• [Objective 1]
Quote the Easter books post from "The sun rose" up to and including "taken up residence.".
• [Objective 2]
According to the Easter books post, what pulls the Easter Rabbit's carriage?
• [Objective 3]
List every harbinger of spring that the Easter books post names in the art of Jan Brett's Easter Egg.

• [Excerpt provided]
The sun rose at 6:37 and it will set at 7:47.
There were blue skies, it's Friday afternoon, sun streaks across the floor where the cat has taken up residence.
It's Good Friday and it's a good time to find the stash of rabbits and Easter books. I've never been a fan of sweet books or books about holidays that are too simplistic. Or books that were published just because SOMEone would buy them because they were new and they just wanted a basic holiday book with cute pictures. Or books that are particularly Christian.
I kind of like the ones that are maybe a little creepy or the illustrations are not particularly aimed at children. You'll see there's a copy of Jan Brett's Easter Egg in this collection-pretty standard fare for an Easter book. Her art is cute, her story's about a bunny and an Easter egg, but the story and the art are so much more than that.
Hoppi, our hero is decorating his first egg ever for the big contest.
The bunny whose egg wins gets to help the Easter Bunny deliver all the eggs on Easter morning. While he wanders through the day, talking to the other bunnies about their different kinds of eggs, he tries to decide what he will do with his.
Along the way, he finds a distraught mama bird; one of her three eggs has fallen to the ground! Hoppi settles his soft fur over the egg to keep it warm and he and mama bird settle in for the night.
In the morning, the Easter Rabbit shows up in his hen drawn carriage and looks at all the beautiful eggs. He notices that one very special egg is not in the collection. He disappears into the woods and comes back with Hoppi and Mother Robin's empty blue shell the baby bird hatched out of. The most special egg of all! And Hoppi gets to ride with the Easter Rabbit to deliver all the eggs.
The story is fine but the art is amazing. It is full of all the harbingers of spring: robins, new ferns, violets, forget-me-knots, bunnies, and babies. It also has as many different breeds of rabbits as there are characters. There is so much to look at and investigate, so many different plants and animals to at throughout, you could read this book to your kids all year long and still see new things every time.
My other favorite Eastery books are Bunny Days, by Tao Nyeu (especially the scene where mama bunny washes the muddy babies in the washing machine and then hangs them outside to dry on the line). I love the simple, bold line drawings with the pastel color palette. It's an interesting palette for such brutal happenings in the rabbit family. I love how Mrs. Goat vacuums up all the bunnies, right out of their burrows.

• [Record excerpts]
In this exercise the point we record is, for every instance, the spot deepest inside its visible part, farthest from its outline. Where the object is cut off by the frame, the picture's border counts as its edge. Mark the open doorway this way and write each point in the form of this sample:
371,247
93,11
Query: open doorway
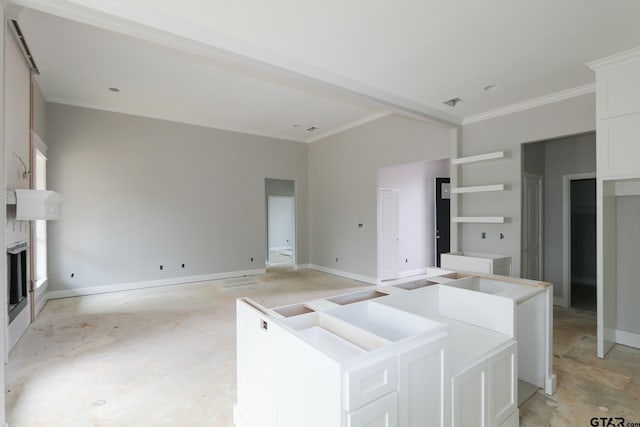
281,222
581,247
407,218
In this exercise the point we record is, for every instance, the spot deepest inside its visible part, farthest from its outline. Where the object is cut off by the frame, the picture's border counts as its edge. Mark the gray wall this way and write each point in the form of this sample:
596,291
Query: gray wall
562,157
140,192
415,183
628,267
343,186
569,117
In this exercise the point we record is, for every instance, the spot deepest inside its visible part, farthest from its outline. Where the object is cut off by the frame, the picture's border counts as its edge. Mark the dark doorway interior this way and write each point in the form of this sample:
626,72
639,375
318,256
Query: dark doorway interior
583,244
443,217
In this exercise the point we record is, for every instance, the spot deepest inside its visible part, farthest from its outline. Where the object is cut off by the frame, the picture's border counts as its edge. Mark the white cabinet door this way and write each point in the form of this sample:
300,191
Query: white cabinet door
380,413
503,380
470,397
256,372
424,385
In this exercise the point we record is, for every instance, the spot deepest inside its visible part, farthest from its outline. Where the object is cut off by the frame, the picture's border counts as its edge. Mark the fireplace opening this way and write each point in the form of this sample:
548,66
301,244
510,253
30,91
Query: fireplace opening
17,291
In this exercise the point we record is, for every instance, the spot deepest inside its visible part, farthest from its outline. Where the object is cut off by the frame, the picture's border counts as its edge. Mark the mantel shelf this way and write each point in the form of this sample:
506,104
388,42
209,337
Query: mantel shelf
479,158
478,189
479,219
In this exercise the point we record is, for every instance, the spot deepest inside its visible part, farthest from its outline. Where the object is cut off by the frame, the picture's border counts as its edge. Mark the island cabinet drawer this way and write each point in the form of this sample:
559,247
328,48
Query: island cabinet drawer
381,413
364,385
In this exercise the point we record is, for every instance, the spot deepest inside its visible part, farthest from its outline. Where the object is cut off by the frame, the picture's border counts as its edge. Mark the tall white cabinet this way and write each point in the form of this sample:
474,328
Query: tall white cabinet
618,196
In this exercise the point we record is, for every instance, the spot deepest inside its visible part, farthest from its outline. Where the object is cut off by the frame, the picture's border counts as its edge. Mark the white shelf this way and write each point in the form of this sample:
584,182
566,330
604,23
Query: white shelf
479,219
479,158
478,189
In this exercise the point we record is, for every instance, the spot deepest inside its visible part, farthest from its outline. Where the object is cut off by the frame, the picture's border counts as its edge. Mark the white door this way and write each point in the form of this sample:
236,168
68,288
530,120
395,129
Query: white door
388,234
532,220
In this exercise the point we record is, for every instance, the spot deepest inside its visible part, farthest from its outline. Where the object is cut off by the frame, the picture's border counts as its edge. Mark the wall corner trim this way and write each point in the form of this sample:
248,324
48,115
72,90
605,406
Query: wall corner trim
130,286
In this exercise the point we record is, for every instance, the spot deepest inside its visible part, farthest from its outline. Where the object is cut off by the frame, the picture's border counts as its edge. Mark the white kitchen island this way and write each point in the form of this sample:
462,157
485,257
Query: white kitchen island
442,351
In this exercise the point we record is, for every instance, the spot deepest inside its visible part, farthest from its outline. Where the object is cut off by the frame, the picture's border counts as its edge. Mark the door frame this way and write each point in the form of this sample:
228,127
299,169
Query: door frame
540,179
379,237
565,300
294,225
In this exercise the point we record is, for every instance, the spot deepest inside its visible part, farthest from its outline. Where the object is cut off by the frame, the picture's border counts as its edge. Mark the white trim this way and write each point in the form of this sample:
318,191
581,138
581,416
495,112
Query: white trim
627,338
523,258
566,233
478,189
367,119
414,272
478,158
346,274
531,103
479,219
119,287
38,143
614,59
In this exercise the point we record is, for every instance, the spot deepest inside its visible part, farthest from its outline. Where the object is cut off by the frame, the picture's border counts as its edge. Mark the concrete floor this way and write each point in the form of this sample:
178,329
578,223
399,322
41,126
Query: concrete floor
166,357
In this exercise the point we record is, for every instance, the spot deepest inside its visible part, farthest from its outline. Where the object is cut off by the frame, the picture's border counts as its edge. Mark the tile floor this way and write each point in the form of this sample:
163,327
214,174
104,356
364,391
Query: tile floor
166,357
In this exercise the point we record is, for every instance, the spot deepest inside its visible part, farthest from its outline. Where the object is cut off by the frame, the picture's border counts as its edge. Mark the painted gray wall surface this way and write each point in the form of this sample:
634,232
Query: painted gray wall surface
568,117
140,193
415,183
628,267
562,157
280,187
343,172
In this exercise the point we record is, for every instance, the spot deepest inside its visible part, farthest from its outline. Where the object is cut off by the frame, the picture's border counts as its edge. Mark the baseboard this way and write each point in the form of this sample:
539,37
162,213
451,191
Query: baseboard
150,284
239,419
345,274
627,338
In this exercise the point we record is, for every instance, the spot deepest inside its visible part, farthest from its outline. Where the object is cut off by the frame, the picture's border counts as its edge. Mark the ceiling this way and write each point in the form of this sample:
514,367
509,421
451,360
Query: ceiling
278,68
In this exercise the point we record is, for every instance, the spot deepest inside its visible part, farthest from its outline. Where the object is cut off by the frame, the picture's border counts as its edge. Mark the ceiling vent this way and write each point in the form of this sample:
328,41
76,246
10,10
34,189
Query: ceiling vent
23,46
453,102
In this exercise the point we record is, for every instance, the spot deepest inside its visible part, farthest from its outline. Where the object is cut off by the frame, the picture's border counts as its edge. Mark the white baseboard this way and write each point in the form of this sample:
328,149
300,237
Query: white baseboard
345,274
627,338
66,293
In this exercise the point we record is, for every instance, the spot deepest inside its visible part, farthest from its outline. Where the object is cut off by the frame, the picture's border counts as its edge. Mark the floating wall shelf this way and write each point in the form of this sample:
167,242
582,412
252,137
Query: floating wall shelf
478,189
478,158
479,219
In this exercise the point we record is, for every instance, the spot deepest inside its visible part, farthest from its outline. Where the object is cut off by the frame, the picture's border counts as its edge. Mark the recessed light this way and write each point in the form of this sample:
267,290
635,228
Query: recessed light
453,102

• [Correct response 1]
The sun rose at 6:37 and it will set at 7:47.
There were blue skies, it's Friday afternoon, sun streaks across the floor where the cat has taken up residence.

• [Correct response 2]
Hens pull it.

• [Correct response 3]
robins, new ferns, violets, forget-me-knots, bunnies, babies